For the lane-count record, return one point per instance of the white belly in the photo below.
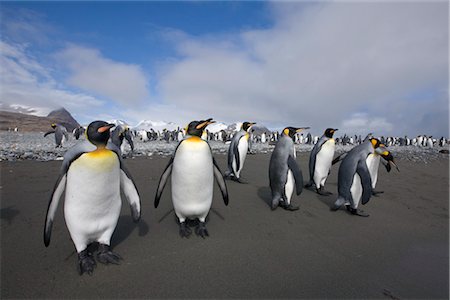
(289, 187)
(192, 181)
(92, 203)
(323, 163)
(243, 148)
(373, 161)
(356, 190)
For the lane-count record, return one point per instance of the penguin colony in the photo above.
(93, 176)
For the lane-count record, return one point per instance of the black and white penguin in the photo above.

──────────────────────────────

Problem requirements.
I'd like every record above written out again exactly, without the pictures.

Result below.
For the lane-count record, return one point per instance of the white belly in the photo below.
(289, 187)
(192, 181)
(92, 203)
(323, 163)
(243, 148)
(373, 161)
(356, 190)
For the lane-count record, return one point per instance of the penguin colony in the photo above.
(93, 176)
For the lane-count record, return one point per instance of the black and white penguin in the photo above.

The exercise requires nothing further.